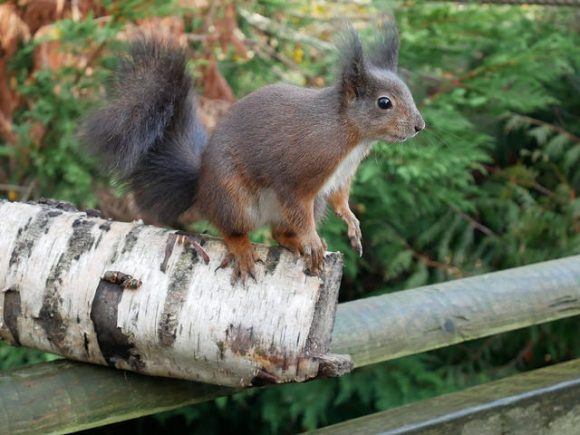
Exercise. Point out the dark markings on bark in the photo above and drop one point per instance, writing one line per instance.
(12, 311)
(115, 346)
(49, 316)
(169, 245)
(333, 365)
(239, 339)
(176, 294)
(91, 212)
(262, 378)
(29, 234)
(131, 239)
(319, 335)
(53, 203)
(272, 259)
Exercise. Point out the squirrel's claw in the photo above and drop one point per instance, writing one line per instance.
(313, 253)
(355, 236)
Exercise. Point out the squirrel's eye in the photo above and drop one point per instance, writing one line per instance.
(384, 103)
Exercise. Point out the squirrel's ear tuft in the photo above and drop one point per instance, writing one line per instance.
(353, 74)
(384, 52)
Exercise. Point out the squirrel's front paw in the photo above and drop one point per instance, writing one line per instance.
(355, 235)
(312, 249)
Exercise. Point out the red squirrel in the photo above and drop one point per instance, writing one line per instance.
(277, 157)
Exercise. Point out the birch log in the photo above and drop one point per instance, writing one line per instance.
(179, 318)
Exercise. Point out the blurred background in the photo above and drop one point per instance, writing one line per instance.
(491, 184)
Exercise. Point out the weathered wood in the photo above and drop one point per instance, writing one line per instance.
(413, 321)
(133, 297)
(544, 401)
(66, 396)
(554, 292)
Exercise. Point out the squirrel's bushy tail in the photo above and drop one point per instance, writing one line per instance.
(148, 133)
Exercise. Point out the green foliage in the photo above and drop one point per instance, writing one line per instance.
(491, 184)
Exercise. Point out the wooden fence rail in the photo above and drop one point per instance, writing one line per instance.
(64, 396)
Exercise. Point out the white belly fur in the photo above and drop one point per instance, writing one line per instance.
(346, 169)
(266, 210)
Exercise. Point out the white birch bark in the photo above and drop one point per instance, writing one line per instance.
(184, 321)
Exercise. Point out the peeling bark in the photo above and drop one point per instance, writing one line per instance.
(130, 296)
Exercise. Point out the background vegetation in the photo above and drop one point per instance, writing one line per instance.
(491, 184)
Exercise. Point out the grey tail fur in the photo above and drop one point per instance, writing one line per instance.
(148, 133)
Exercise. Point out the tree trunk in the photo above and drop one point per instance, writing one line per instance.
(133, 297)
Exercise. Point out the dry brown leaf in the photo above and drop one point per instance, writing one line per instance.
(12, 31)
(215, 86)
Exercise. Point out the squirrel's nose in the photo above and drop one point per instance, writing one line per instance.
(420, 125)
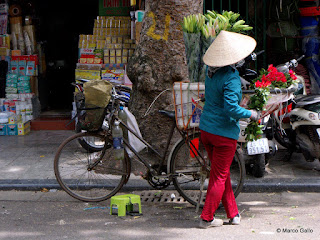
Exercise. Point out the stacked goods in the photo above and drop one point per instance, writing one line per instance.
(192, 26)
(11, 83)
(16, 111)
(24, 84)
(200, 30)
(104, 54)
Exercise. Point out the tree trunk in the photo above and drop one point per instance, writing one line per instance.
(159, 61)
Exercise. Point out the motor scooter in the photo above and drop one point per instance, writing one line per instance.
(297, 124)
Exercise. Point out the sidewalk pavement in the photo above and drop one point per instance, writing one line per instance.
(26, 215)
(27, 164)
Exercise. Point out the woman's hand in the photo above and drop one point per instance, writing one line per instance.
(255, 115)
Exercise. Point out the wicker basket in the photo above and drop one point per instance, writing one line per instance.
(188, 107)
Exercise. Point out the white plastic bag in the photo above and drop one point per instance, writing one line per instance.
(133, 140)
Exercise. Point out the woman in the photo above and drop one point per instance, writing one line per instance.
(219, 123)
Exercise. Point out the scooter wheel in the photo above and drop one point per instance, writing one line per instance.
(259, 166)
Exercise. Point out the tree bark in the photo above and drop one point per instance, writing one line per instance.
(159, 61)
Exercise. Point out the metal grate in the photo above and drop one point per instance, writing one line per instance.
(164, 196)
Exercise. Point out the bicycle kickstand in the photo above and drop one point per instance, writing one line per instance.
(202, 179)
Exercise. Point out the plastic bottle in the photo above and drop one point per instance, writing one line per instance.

◆ Brief ◆
Set down exactly, from the line that contains "Exercise. Point out the dry" through the last line of the data, each line as it stands, and leave the pictures out.

◆ The output ◆
Exercise. Point out the dry brown leaf in the photo above and drop one point per instance, writing one line per instance.
(12, 31)
(215, 86)
Exercise. Point out the squirrel's nose in the photo above and drop one point per instance, writing one line per instance.
(420, 125)
Exercise. Point out the stacked goods in the photo above and drop one point per instance, writing one line per instance.
(192, 26)
(11, 83)
(16, 111)
(24, 84)
(200, 30)
(104, 54)
Exercise. Point out the tree trunk in the photo above and drop one point per instance, writing one line per instance.
(159, 61)
Exercise. Point out the motor scooter in the photo above and drop one point per instance, writing one line per instance.
(297, 124)
Exercise. Point out the sidewalk pavement in the photo above and drop one point per instance, writing one line per instance.
(26, 215)
(27, 164)
Exercise. Point out the woman's hand in the photo above and drop one point per instance, writing one line per instance.
(255, 115)
Exercise. Point out the wicker basket in the photo above and drop one point per instance, writing one line per instance.
(188, 107)
Exercise. Point out the white plastic bag in the photo above and drop one point per instance, writing one line per instance.
(133, 140)
Exercise. Point out the woman in the photo above and drop one point per instance, writing one line per instance.
(219, 123)
Exercise. Point out the scooter wheel in the photo above and drop one point per instance, writing one line per instance.
(259, 166)
Exercise. Point out the tree bark in the photo above and drop one point per instance, writing one line per instance.
(159, 61)
Exercise. Point out the metal grate in the photo above and drop one point per instance, writing one line per instance.
(164, 196)
Exercise. Point out the bicycle kickstand in the photo above and drop one point per instance, writing one line per instance.
(202, 179)
Exercise. Point out the plastic bottle in the photo above and drop one point per instance, writing one line per instance.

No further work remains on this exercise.